Une autre loi d’évolution, c’est qu’une élite progressiste à un moment déterminé, peut radicalement changer ce qui paralyse l’essentiel de la langue, à condition que ce changement soit en accord avec la culture moderne, le progrès, et bien entendu l’originalité de la langue en question.
De l’Afrique à l’Asie
« Loin de nous l’immense Asie prend conscience de ces réalités, et son effort va être aussi grand que, jusqu’ici, son sommeil. Après la Turquie. Voilà que l’Indonésie et le Viêt-Nam, dans le feu d’une évolution où tout est à organiser, ont décidé de reléguer les signes de l’alphabet ancestral, pour adopter l’alphabet latin.
En Indonésie, au Viêt-Nam, comme dans la République Turque – on sait que jusqu’ici indonésien et turcs employaient l’alphabet arabe – il ne s’agit nullement d’une levée de boucliers contre la religion, ou les traditions populaires. Catholiques et bouddhistes vietnamiens sont d’accort sur ce point. »
– Mais pour les Arabes, comment se présente cette évolution ?
– Plus près de nous, le chaînon d’États qui s’étend de Baghdâd à Rabat, constitué surtout par les peuples arabes, s’agite. Les parades féodales du Caire, de l’Amman de Tunis, d’Alexandrie ou d’Alger ne peuvent étouffer la voix douloureuse, mais déjà distincte, des intellectuels progressistes. Cette voix dit : « Résurrection de la langue arabe ! ».

[Une suite de lignes]
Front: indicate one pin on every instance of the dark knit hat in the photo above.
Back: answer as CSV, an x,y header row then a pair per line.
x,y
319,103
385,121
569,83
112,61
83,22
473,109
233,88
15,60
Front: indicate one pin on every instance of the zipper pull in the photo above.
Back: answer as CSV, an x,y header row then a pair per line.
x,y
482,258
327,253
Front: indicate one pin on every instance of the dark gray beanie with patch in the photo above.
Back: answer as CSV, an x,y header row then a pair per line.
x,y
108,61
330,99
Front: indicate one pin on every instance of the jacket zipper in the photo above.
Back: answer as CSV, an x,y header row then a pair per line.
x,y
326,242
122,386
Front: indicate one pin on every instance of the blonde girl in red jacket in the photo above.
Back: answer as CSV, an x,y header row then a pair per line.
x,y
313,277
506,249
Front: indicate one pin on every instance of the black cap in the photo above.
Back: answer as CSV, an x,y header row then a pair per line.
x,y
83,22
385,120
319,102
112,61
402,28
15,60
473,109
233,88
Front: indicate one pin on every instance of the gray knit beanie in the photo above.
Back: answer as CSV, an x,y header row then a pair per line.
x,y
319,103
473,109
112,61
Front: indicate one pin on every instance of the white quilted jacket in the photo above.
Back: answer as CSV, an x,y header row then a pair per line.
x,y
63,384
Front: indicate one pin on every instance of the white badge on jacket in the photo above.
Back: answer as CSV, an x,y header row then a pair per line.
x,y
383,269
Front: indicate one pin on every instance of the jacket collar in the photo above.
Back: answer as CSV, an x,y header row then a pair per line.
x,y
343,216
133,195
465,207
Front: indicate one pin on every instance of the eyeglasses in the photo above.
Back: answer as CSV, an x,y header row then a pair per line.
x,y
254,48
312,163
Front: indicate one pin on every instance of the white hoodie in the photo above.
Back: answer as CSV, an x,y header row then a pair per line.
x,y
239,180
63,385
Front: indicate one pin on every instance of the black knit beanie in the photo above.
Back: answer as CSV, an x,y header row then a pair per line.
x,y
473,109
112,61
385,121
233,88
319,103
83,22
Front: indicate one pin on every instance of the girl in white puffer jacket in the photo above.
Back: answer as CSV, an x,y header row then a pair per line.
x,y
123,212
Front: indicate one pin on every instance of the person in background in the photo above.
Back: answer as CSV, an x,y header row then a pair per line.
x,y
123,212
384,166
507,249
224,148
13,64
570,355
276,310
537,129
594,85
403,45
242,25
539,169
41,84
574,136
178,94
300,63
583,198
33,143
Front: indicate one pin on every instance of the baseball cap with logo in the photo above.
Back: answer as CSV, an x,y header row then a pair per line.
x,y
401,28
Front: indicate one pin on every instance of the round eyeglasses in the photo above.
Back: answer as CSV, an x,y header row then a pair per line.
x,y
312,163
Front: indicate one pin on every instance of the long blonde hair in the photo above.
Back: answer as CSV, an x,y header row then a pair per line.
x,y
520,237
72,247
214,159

*PROBLÈME À TRAITER*:
Répondez à ces questions sur le texte consacré à l'évolution des langues et des alphabets.
(a) Après la Turquie, quels pays ont décidé d'adopter l'alphabet latin ?
(b) Quel alphabet les Indonésiens et les Turcs employaient-ils jusque-là ?
(c) Que dit la voix des intellectuels progressistes ?

*RÉPONSE CI-DESSOUS*:
(a) L'Indonésie et le Viêt-Nam.
(b) L'alphabet arabe.
(c) « Résurrection de la langue arabe ! »